From the entries below, transcribe exactly the lines between the line holding "Every instance of the windshield" and the line holding "Every instance of the train front", inclusive; skip all other lines.
- - - -
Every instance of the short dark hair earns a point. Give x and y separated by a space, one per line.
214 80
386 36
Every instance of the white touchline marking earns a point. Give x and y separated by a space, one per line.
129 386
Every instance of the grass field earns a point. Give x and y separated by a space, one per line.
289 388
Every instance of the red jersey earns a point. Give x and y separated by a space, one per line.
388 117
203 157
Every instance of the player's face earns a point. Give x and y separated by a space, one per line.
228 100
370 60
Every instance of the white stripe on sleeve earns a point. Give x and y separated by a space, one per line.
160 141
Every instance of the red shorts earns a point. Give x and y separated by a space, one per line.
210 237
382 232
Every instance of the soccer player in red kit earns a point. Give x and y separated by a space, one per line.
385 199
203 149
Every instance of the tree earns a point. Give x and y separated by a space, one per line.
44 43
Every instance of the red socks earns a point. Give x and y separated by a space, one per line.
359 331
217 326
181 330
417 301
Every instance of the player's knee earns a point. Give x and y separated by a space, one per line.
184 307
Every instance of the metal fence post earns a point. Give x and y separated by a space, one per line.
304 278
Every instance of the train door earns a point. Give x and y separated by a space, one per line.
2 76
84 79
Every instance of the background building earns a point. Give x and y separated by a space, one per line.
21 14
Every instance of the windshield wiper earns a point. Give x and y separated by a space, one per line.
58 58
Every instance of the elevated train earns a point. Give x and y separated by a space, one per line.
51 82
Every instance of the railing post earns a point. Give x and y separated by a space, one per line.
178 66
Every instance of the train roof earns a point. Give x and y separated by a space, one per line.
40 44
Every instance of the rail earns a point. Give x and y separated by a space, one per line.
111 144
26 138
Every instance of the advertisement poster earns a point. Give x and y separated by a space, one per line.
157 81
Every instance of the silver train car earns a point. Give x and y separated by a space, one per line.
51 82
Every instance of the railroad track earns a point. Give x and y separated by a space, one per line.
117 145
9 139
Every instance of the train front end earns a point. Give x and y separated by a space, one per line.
- - - -
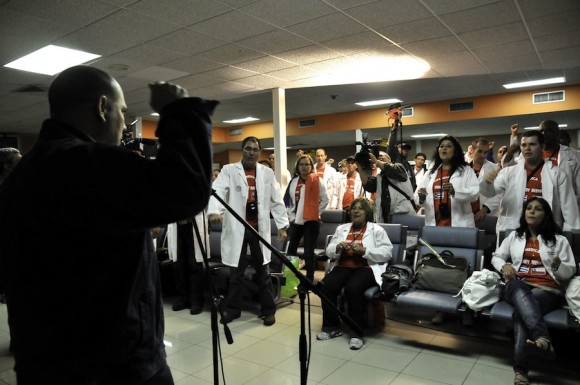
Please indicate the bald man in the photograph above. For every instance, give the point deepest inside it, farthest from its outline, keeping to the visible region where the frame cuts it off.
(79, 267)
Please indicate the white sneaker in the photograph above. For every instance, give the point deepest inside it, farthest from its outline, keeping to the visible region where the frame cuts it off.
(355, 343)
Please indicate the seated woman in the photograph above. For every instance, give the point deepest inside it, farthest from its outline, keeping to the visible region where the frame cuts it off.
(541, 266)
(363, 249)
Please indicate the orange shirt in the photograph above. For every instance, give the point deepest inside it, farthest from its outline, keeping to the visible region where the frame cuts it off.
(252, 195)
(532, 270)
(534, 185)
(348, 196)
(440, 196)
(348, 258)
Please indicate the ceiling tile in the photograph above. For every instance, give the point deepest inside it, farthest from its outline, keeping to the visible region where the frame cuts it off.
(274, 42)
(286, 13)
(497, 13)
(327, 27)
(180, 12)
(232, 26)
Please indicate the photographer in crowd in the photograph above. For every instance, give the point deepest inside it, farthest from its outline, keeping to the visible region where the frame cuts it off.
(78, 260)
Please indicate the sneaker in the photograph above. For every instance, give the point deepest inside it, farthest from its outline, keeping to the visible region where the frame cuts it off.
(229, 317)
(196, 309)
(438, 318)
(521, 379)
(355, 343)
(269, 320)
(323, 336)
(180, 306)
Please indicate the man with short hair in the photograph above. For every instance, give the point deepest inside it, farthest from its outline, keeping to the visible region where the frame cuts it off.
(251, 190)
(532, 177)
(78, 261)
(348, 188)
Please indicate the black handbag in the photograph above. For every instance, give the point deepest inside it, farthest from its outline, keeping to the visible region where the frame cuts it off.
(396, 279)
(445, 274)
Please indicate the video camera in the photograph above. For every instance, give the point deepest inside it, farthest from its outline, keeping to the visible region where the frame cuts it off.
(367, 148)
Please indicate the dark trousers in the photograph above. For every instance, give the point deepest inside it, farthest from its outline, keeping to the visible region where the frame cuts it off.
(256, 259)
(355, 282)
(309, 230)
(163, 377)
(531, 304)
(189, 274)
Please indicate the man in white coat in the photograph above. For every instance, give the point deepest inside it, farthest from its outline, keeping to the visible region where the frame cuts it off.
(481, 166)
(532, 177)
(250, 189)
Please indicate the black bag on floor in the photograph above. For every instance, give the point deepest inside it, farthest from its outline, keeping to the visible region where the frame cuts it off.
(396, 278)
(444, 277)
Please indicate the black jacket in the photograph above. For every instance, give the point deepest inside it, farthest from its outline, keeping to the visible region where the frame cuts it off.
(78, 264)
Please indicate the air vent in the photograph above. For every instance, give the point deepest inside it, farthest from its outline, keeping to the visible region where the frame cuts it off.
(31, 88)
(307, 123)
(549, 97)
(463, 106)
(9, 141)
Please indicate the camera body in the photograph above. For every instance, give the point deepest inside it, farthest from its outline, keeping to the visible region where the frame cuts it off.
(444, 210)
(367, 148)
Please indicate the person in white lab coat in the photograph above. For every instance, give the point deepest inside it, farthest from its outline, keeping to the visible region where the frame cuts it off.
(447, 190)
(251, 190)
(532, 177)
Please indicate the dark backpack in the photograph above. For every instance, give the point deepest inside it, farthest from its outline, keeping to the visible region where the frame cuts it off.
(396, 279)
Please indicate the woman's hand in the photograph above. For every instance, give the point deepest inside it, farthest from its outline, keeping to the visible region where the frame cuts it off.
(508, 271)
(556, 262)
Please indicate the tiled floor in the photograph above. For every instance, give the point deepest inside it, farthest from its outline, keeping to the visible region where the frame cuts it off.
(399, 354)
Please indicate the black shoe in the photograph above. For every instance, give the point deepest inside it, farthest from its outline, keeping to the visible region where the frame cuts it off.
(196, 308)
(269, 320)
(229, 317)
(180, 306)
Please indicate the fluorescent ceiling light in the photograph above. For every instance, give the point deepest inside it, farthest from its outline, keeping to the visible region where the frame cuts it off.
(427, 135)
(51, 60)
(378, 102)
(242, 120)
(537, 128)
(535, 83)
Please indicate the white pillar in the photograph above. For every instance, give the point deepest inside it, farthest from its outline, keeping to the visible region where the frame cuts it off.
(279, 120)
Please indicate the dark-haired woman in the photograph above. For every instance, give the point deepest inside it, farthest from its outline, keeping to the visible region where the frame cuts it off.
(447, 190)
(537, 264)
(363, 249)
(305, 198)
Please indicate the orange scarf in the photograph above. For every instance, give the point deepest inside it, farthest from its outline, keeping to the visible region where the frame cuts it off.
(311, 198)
- - - -
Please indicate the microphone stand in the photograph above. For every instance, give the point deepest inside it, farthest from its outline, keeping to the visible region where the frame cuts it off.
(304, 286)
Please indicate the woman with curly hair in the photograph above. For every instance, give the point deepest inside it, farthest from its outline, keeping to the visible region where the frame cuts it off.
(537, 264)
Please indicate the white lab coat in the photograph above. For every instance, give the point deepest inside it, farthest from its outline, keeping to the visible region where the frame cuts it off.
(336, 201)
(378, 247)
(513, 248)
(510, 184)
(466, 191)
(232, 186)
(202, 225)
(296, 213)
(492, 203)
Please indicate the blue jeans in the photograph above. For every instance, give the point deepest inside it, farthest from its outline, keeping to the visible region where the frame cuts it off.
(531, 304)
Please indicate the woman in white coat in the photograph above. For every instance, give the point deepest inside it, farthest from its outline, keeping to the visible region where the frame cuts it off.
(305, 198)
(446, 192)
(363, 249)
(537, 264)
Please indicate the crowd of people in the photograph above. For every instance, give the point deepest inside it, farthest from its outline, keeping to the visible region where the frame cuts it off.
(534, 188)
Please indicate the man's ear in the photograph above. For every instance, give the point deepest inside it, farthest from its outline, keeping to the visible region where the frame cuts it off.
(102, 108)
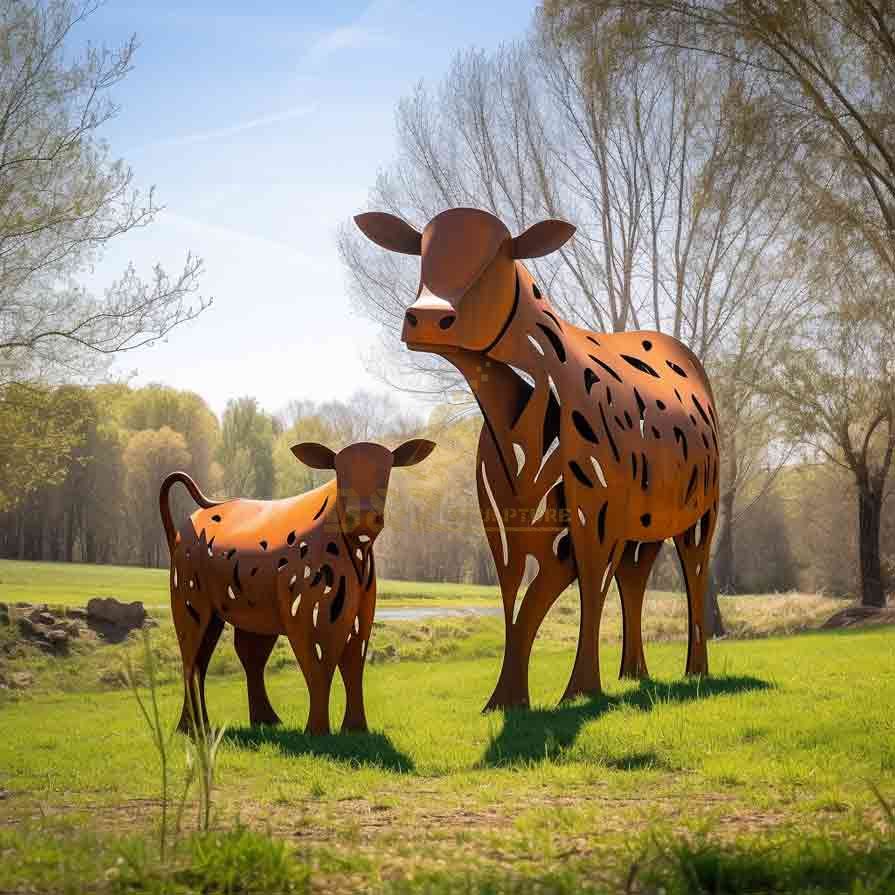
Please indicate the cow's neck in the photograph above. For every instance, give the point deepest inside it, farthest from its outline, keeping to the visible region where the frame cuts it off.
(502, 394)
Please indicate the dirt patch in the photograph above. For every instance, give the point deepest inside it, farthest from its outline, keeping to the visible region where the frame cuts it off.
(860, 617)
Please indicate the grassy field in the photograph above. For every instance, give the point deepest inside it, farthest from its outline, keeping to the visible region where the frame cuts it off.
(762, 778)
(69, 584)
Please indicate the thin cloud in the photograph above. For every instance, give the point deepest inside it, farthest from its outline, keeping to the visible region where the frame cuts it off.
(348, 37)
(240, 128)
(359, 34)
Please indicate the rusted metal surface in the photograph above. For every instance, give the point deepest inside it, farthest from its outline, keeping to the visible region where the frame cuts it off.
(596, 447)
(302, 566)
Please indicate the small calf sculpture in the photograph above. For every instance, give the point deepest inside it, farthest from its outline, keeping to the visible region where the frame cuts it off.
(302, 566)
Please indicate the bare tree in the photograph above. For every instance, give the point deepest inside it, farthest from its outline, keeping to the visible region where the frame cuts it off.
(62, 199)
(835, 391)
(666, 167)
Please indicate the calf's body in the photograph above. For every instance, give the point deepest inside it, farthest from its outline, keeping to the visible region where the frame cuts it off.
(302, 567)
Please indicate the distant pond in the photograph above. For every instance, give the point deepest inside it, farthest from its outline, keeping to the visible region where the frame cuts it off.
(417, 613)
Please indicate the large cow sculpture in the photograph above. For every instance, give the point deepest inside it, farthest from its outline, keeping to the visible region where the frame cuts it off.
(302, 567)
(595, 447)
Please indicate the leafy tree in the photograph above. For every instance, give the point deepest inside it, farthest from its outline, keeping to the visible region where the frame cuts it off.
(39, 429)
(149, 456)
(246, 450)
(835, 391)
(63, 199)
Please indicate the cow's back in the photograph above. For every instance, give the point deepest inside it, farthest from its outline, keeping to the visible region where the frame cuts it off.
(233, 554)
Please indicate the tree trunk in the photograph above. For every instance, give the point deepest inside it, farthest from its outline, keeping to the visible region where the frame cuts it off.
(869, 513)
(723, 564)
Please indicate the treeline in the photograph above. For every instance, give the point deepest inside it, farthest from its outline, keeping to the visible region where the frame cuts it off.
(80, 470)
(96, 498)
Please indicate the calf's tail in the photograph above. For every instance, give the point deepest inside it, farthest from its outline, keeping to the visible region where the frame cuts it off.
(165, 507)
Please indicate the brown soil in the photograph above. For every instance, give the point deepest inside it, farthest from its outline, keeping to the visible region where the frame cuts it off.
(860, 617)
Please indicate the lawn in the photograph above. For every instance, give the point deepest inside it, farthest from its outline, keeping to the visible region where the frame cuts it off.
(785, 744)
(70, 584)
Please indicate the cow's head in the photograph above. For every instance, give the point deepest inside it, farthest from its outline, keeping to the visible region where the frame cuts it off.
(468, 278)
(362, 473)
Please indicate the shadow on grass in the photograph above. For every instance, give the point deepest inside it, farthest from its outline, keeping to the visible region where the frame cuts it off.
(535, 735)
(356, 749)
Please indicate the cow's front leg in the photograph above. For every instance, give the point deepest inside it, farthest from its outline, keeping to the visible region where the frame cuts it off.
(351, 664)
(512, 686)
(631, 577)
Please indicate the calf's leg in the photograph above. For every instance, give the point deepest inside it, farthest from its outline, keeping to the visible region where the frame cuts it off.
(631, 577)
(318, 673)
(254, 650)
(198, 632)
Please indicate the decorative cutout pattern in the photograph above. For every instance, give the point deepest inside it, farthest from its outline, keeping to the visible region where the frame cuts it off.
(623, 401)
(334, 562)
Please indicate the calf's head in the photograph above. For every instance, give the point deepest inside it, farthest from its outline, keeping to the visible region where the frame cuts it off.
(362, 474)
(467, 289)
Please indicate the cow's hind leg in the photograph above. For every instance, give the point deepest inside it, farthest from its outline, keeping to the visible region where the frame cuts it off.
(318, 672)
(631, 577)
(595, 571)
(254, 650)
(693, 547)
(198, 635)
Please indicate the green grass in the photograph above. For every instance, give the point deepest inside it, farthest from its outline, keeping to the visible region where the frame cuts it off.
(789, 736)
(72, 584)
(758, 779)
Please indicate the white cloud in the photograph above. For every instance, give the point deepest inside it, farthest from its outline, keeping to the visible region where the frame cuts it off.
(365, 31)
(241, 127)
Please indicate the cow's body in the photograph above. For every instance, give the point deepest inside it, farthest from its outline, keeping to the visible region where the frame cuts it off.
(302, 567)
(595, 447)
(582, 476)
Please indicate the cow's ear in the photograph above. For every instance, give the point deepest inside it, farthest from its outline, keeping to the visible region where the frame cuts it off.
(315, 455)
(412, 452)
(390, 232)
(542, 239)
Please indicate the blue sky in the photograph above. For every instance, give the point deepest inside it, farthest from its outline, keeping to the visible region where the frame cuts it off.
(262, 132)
- - - -
• [Your response]
Every instance of the windshield wiper earns a point. Give x and y separated by a space, one per line.
58 58
Every instance of the elevated train earns a point. Give x and y separated by a space, one per line.
51 82
Every instance of the railing post earns a point. Give x and y separated by a space, one per line.
178 66
Every instance of the train roof earns a point. Give x and y separated by a space, one per line.
40 44
Every instance of the rail earns a point. Give x and y separated by a space, one per line.
111 144
26 138
Every instance of the advertisement poster earns a point. Give x and y separated by a space, one per line.
157 81
Every instance of the silver train car earns a point. Give x and y separated by a space, one per line.
51 82
Every instance of the railroad track earns a point. Give x and y separated by a space, one per line.
117 145
9 139
Every instance of the train front end earns a point. Give x and y separated by a space, one per line.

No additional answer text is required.